▶ _Dataset entries_
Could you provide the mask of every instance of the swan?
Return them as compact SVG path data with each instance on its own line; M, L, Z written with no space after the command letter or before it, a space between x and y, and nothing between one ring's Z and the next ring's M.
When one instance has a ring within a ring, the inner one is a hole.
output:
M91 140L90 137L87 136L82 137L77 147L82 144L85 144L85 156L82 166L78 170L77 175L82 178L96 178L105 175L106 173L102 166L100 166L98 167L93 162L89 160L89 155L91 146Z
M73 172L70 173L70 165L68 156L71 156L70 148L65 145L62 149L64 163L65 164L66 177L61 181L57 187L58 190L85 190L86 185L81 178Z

▶ _Aim_
Please rewrite all the entries above with every "instance" changed to "object", keeping everything else the same.

▶ _Written solution_
Could you provide the mask of every object of the swan?
Return them as compact SVG path data with each object on its own line; M, L, Z written with no space after the command letter or before it, a space between x and y, and nothing between one ring's Z and the next ring's M.
When one object has a ring within a ring, the inner one is a hole.
output:
M91 140L90 137L87 136L82 137L77 147L82 144L85 144L85 156L82 166L78 170L77 175L82 178L96 178L105 175L106 173L102 166L100 166L98 167L93 162L89 160L89 155L91 146Z
M73 172L70 173L70 165L68 156L71 156L70 148L65 145L62 149L64 163L65 164L66 177L61 181L57 187L58 190L85 190L86 185L81 178Z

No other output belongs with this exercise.